Everything from the line containing "Tag one spot per instance of the grass garden" down to the last line of the entries below must be transcribed exactly, and nothing else.

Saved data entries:
━━━
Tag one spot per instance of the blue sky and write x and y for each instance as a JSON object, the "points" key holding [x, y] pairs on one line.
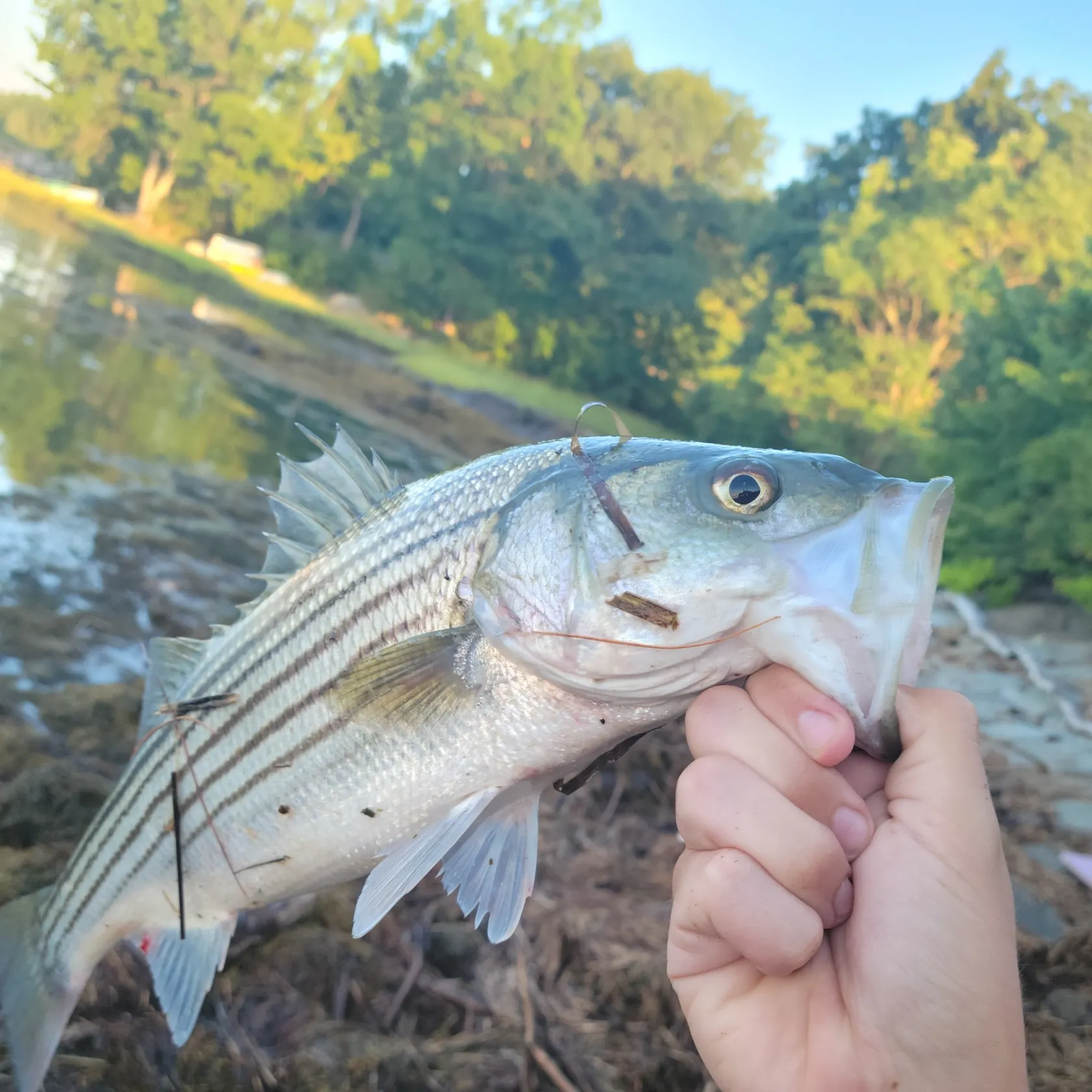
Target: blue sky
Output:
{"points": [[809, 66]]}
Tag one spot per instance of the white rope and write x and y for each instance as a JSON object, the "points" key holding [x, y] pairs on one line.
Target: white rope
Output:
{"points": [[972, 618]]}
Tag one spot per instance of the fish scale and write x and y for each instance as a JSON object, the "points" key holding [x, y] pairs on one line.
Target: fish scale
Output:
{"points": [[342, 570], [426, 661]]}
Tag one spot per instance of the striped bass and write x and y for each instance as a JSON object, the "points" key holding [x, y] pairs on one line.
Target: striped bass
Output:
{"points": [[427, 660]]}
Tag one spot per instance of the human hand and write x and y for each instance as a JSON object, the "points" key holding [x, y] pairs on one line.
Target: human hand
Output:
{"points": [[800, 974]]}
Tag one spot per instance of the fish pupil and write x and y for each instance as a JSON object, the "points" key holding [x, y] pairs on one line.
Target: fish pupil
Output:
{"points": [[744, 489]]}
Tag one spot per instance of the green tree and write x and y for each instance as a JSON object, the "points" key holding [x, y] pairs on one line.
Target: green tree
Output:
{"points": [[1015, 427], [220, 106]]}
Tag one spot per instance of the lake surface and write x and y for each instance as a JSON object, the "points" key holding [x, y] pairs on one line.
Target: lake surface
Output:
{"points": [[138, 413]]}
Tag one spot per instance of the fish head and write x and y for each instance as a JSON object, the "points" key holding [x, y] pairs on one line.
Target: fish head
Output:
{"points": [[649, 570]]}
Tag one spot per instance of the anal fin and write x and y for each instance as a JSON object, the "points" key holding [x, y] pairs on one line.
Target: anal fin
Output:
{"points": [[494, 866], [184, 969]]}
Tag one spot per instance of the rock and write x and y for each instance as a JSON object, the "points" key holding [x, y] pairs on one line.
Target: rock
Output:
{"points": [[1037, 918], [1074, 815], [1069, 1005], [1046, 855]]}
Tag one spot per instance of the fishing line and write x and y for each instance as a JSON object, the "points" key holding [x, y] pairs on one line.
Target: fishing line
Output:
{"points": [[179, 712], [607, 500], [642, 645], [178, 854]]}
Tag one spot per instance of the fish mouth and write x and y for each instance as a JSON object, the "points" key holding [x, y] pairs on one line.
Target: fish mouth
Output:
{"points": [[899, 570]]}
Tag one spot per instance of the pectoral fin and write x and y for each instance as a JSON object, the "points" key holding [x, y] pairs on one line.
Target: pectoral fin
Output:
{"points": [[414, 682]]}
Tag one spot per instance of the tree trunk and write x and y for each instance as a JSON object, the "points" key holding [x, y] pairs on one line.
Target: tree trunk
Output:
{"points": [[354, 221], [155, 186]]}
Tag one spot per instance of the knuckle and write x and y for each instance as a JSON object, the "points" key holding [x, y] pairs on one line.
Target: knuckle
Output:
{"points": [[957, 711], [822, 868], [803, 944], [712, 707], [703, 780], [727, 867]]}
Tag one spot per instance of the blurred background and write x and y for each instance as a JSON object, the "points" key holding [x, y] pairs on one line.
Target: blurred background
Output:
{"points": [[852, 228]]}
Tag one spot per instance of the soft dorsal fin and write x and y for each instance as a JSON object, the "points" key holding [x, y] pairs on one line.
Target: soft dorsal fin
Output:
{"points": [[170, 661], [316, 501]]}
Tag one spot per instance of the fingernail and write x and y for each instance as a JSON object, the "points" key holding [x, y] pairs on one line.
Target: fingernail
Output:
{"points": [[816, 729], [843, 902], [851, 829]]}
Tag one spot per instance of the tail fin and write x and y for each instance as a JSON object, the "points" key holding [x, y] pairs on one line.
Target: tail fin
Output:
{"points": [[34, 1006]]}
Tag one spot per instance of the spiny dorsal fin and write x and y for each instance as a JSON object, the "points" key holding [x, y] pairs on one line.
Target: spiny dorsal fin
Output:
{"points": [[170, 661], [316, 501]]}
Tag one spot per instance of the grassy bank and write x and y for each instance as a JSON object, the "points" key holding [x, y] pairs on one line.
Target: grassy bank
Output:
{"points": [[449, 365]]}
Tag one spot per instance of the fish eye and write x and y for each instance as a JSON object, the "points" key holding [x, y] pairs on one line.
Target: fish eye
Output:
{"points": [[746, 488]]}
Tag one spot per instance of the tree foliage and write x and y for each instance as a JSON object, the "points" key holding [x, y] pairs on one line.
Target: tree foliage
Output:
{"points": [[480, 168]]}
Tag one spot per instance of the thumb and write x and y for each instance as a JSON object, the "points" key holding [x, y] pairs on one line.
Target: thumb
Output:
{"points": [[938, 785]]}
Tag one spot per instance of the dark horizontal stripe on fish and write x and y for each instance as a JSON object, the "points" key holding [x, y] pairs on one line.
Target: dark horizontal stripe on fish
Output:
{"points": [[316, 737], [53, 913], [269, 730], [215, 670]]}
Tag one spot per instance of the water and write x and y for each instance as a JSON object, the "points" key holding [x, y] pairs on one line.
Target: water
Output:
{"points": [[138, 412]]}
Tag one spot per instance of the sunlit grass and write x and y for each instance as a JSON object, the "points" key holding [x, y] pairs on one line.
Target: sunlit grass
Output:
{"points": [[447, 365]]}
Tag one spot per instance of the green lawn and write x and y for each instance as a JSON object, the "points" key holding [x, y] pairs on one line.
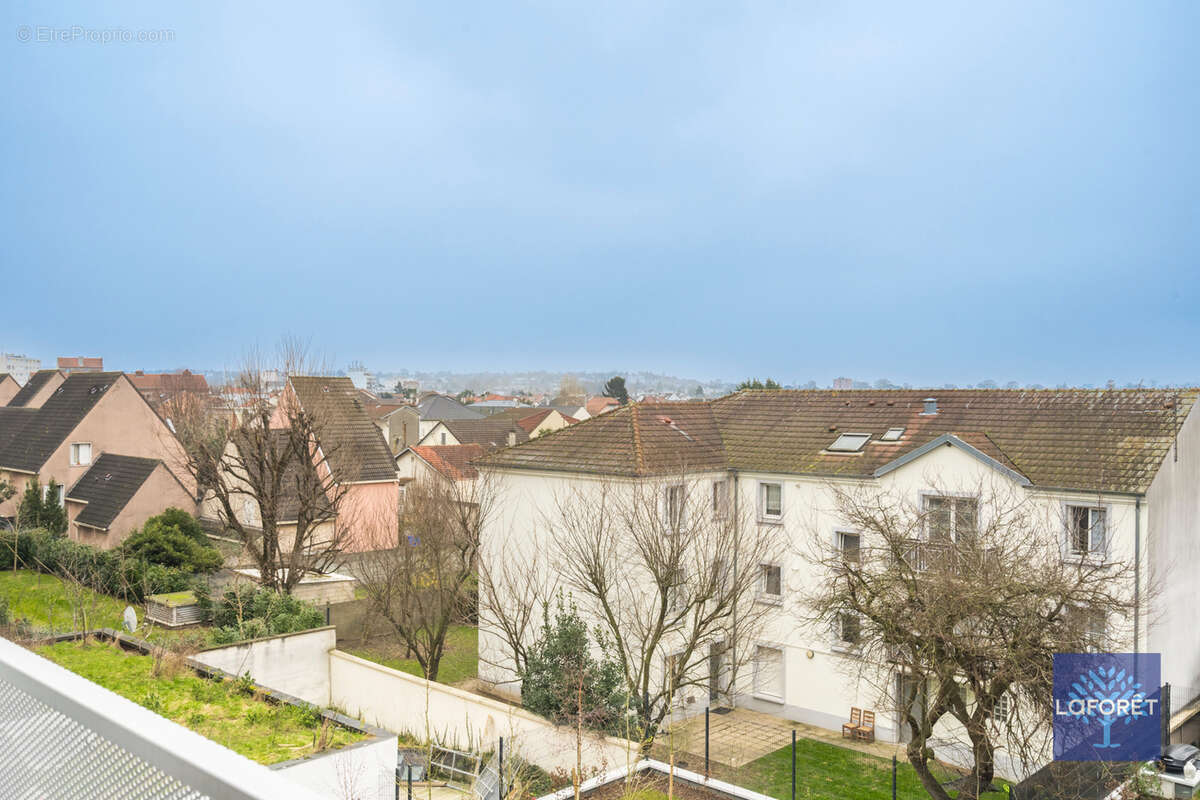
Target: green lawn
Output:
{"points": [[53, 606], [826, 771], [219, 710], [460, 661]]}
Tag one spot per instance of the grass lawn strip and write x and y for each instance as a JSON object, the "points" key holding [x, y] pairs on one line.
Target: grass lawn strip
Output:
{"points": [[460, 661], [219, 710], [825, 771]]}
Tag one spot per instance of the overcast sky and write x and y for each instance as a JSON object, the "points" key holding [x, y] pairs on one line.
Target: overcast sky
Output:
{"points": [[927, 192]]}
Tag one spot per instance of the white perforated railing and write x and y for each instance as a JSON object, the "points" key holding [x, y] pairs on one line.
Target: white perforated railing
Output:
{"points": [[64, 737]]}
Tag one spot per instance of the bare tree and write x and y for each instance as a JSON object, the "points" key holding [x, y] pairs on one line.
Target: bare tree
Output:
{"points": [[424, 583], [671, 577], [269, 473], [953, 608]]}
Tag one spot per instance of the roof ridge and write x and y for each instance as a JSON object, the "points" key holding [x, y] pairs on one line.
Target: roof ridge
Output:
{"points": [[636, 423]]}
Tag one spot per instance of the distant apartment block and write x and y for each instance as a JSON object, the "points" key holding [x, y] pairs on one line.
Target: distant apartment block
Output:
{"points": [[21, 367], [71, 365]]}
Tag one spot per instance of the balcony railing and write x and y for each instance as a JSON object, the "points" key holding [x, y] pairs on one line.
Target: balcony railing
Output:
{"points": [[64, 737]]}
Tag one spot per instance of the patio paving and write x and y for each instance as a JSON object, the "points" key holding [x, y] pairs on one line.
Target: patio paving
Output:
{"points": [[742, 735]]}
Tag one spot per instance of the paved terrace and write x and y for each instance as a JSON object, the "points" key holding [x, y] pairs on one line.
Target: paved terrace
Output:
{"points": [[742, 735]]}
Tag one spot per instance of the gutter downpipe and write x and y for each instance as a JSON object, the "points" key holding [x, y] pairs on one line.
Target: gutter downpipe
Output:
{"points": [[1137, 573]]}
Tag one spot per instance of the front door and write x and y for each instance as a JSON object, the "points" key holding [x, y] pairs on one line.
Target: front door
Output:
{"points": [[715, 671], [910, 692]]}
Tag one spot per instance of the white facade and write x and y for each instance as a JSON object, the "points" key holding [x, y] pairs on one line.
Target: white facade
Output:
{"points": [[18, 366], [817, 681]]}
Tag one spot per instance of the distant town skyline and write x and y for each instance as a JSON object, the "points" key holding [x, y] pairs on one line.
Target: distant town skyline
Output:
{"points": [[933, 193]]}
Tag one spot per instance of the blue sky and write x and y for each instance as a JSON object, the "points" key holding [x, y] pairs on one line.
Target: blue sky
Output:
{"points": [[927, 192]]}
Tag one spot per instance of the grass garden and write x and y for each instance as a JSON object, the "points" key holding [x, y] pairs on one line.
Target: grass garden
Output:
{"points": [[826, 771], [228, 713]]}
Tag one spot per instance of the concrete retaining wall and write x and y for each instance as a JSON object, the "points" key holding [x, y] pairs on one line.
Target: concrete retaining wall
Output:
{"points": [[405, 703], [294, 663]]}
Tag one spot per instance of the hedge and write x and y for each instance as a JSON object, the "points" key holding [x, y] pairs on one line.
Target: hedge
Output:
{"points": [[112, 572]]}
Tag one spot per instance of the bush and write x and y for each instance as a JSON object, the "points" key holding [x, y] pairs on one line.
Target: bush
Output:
━━━
Expected answer:
Tag one spot per instance of the grass garden and write x and y for each instance as a JSON object, the "points" key holding [x, y] pairs on one line.
Target: grass garden
Output:
{"points": [[826, 771], [228, 713]]}
Tag one spot per instance of the concrete retaining wall and write x and y for each instance as a JSON object, the "points" key holding [x, y] pairs on one line.
Target: concrete retaining wall
Output:
{"points": [[405, 703], [294, 663]]}
Tag one spot per instance of the hedge and write x and y for each instance as a JSON object, the "points" key holding [x, y] pairs on one line.
Target: hedge
Output:
{"points": [[112, 572]]}
Tag one spot per instance of the bush and write x and y for each instance as a JSON object, the "points" key holding [x, y] pairs on one line.
Target: bush
Output:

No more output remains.